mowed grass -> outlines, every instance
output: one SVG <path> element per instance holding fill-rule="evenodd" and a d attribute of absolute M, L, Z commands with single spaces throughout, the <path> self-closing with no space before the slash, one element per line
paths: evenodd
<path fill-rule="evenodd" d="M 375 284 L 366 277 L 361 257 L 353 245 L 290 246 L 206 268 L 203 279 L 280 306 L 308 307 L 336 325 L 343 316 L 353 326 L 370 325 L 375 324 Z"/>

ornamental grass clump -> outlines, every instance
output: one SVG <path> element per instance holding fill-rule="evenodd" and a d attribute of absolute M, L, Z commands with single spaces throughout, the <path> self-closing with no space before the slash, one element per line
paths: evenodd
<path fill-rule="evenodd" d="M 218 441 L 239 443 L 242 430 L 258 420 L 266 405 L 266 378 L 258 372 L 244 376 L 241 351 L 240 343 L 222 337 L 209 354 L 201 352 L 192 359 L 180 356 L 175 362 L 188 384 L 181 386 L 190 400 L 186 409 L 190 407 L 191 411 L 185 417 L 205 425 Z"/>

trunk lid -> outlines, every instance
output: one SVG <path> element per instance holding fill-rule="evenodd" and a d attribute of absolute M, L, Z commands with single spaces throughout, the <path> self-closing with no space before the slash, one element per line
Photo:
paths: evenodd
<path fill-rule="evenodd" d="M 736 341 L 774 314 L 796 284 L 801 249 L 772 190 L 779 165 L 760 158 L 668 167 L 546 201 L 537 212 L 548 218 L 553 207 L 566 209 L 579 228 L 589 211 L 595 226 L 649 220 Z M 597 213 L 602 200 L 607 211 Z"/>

::::

Work instructions>
Could you write the whole listing out again, line for line?

Reply>
mowed grass -> outlines, every instance
output: one SVG <path> element per instance holding fill-rule="evenodd" and a d attribute of absolute M, L, Z commands with single spaces throughout, the <path> self-closing with no space before the slash, one element per line
paths: evenodd
<path fill-rule="evenodd" d="M 375 284 L 366 277 L 361 257 L 353 245 L 290 246 L 206 268 L 203 279 L 280 306 L 308 307 L 336 325 L 343 316 L 353 326 L 370 325 L 375 324 Z"/>

ornamental grass clump -> outlines, every instance
output: one SVG <path> element per instance holding fill-rule="evenodd" and a d attribute of absolute M, L, Z commands with single spaces throughout, the <path> self-closing with no space before the slash, one element per line
paths: evenodd
<path fill-rule="evenodd" d="M 218 441 L 239 443 L 242 430 L 258 420 L 266 405 L 266 378 L 258 372 L 244 376 L 241 351 L 240 343 L 222 337 L 209 354 L 201 352 L 192 359 L 180 356 L 175 362 L 188 384 L 181 386 L 190 400 L 186 409 L 190 407 L 191 411 L 185 417 L 205 425 Z"/>

trunk lid -> outlines, every instance
output: one SVG <path> element per instance holding fill-rule="evenodd" and a d attribute of absolute M, L, Z commands with single spaces throughout, the <path> self-closing with no space before the slash, one element per line
Photo:
paths: evenodd
<path fill-rule="evenodd" d="M 736 341 L 774 314 L 796 284 L 801 249 L 772 190 L 779 165 L 760 158 L 668 167 L 546 201 L 537 212 L 548 218 L 553 207 L 566 209 L 579 228 L 589 211 L 595 226 L 649 220 Z M 597 213 L 602 200 L 607 211 Z"/>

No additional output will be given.